━━ PASSAGE TO READ ━━

A terrific and startlingly sensible post. The truth behind your thoughts should be of more concern than most will realize. Bravo!
Oh, and e reference? Brilliant!!
“Does anyone think that the Crown and Parliament (or their agents) represented the Colonists at this point? No? Good. ”
“Represent” is a slippery word.
Whatever may have been the position morally or de facto, constitutionally and legally the colonists (whether loyal or rebellious) were unambiguously subjects of the Crown. In those terms at least Howe had at least as much (if not more) standing vis-a-vis the “Public”, than the Union and its forces did vis-a-vis the inhabitants of the “perfidious region” during that later conflict to which you allude to en passant.
For an American Revolutionary War history written from a British perspective, might I suggest Piers Macksey’s “War for America”? It’s more of a strategic history (the scope of the war and the range of actors undermining the British often eludes American textbooks) but it’s worth reading.
Complimentary reviews, thank you!

━━━

__SET TASKS__:
1. In the reader comments on the Revolutionary War post, which book is recommended as a history of the American Revolutionary War written from a British perspective?
2. From the reader comments on the Revolutionary War post, retype the part that begins at the words "Whatever may have" and stops after "it’s worth reading.".
3. Extend the reader comments on the Revolutionary War post, picking up after their final line.

━━ EXTRACTED DATA ━━

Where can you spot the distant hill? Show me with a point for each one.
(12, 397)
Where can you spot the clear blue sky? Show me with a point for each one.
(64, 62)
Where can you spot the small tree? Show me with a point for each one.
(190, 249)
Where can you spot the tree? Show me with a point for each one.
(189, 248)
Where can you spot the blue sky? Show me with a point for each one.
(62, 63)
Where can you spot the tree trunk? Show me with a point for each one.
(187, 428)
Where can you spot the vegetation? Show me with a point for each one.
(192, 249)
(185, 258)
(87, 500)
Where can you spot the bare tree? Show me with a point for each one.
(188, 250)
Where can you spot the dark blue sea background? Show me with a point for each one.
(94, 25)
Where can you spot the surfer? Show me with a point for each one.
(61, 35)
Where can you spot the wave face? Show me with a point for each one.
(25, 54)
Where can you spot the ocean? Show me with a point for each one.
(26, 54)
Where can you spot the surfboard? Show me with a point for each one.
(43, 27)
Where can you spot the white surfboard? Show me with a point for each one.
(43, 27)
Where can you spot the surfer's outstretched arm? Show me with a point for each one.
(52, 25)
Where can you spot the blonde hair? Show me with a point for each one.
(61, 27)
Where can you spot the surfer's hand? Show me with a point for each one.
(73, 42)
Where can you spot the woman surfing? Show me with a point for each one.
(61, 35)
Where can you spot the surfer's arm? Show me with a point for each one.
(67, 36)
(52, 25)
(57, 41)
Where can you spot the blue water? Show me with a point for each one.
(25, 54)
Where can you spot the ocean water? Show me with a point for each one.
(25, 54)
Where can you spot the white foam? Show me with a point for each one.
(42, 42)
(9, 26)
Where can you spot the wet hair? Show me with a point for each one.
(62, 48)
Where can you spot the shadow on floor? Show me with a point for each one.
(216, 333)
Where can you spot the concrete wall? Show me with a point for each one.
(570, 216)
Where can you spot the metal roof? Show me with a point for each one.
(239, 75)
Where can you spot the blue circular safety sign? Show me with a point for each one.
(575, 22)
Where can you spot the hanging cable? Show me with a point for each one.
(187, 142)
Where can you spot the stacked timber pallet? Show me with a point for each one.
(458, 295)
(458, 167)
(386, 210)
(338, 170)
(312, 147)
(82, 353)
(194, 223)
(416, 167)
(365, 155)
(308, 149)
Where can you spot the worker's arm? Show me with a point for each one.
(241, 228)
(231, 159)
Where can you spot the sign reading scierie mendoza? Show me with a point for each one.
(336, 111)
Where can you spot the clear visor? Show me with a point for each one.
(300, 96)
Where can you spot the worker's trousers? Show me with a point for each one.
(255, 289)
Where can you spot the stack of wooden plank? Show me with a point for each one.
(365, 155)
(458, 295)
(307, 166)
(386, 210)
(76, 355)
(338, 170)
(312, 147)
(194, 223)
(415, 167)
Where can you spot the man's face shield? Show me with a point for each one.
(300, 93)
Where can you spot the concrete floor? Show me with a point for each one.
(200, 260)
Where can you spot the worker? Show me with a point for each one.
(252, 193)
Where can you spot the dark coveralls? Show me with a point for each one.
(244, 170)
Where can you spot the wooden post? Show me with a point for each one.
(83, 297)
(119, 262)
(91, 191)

━━━

__IN RESPONSE__:
1. Piers Macksey's "War for America."

2.
Whatever may have been the position morally or de facto, constitutionally and legally the colonists (whether loyal or rebellious) were unambiguously subjects of the Crown. In those terms at least Howe had at least as much (if not more) standing vis-a-vis the “Public”, than the Union and its forces did vis-a-vis the inhabitants of the “perfidious region” during that later conflict to which you allude to en passant.
For an American Revolutionary War history written from a British perspective, might I suggest Piers Macksey’s “War for America”? It’s more of a strategic history (the scope of the war and the range of actors undermining the British often eludes American textbooks) but it’s worth reading.

3.
Starbuck – yes, Piers Macksey’s is the go to volume. It’s getting a bit long in the tooth, and if there’s only one book that anyone can ever think to recommend, that demonstrates the problem to which I referred. I’ve gone to some fairly arcane places on the American side – I’ll put Theophilous Parsons at the top of that list – but here, it’s a ghost town. It is obvious in more than just the literature – I couldn’t locate any AWI art work at Sandhurst – it was not a grid search of the entire campus, just perusing the building I was in, but there was stuff from that period. On the plus side, it offers a tremendous amount of space for future military historians.
David: I like the thinking behind your point, but in terms of comparable cases, I can’t agree. On just about every level that I think would be important there are contradictions. Most importantly, the Colonists rejected a system of governance within which they had no voice – the Secessionists walked out of a system that would not kow-tow to their desire to maintain a barbaric and perverse system. The geographical relationships, the pre-war social, political, and economic relationships, as well were all different. Finally, I think the difference, ultimately, is to be found in the fact that a Union victory and the end of the Civil War undid the separation – the bonds which had been torn asunder were strong enough to be remade. I do not think the same can be said for a British military victory, and the reason is the lack of that relationship which made Howe’s contention to represent the civilians hollow.
A very enjoyable and thought-provoking post, thank you.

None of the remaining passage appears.